> **Instructions to follow**
Reproduce every line of the material below, requests included. Multiply each point coordinate in the answers by 1.65 and round to the nearest whole number, rounding halves up, but leave the numbers in the requests and their format samples unchanged.

§

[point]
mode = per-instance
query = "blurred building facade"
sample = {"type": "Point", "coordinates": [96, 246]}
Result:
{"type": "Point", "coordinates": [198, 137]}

§

> **Answer to this exercise**
[point]
mode = per-instance
query = "blurred building facade"
sample = {"type": "Point", "coordinates": [96, 246]}
Result:
{"type": "Point", "coordinates": [327, 226]}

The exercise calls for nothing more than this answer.